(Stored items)
◇ ◇ ◇ ◇ ◇

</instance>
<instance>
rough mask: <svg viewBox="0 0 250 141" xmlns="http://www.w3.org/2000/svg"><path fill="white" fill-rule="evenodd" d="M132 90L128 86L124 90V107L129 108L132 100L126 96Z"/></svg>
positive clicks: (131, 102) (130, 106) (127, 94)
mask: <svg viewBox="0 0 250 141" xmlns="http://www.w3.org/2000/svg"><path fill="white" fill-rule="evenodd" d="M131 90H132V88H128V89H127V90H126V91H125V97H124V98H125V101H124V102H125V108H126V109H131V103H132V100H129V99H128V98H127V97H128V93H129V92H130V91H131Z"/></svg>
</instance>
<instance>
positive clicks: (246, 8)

◇ ◇ ◇ ◇ ◇

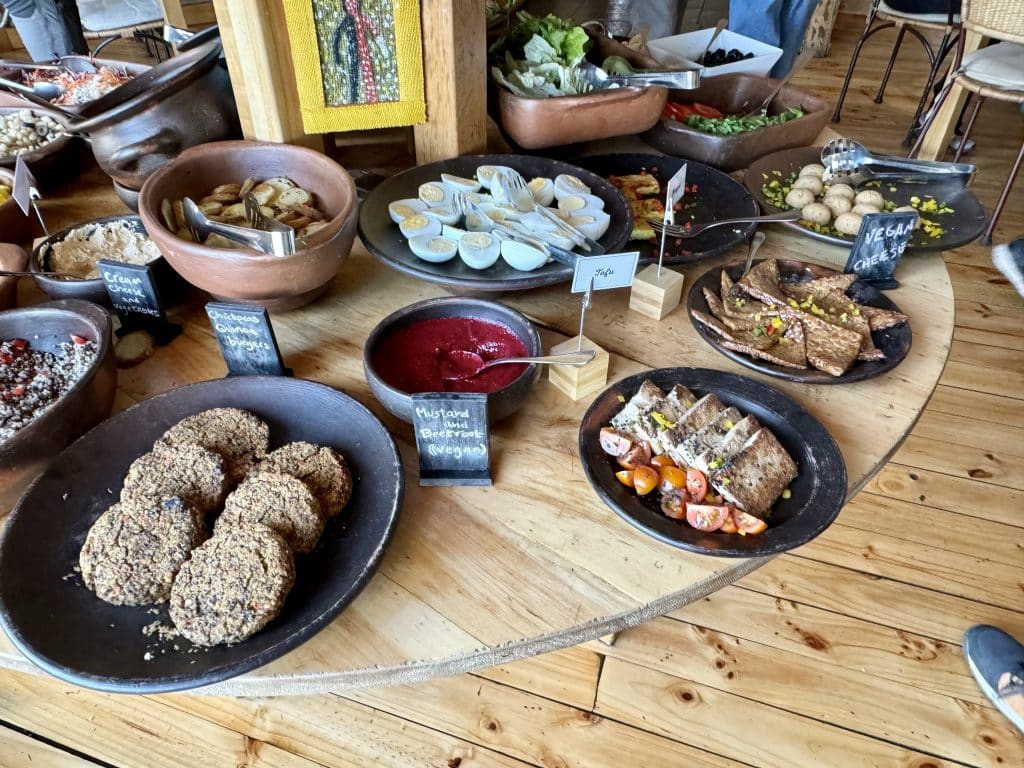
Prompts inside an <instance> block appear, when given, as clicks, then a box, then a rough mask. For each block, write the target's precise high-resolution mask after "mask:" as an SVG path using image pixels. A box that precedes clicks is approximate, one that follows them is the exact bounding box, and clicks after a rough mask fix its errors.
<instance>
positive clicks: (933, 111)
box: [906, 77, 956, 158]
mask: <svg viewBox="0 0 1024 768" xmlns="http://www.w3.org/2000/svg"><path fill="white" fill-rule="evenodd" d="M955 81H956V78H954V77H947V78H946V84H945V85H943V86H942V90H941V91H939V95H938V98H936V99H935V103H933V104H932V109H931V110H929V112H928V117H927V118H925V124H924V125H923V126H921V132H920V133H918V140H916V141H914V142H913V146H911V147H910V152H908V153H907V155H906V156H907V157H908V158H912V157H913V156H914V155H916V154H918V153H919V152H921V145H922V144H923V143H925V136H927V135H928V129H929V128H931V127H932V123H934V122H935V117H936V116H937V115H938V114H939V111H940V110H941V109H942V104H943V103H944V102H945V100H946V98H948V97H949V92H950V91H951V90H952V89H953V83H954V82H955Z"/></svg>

◇ ◇ ◇ ◇ ◇

*WHAT TO WORK ON*:
Wherever the string "rough" appears in the data above, copy the line it sits in.

*PROBLEM SOLUTION*:
rough mask: <svg viewBox="0 0 250 141" xmlns="http://www.w3.org/2000/svg"><path fill="white" fill-rule="evenodd" d="M132 90L128 86L124 90V107L129 108L132 100L126 96Z"/></svg>
Prompts inside an <instance> block appear, when given, as clicks, then a box, then a rough mask. For each block, write the target's precise high-resolution mask after "mask:" as an SVG path using image pixels. A box that precedes clicks is approximate, one that follows them is the exact bounding box, and clicks after a rough mask fix its errors.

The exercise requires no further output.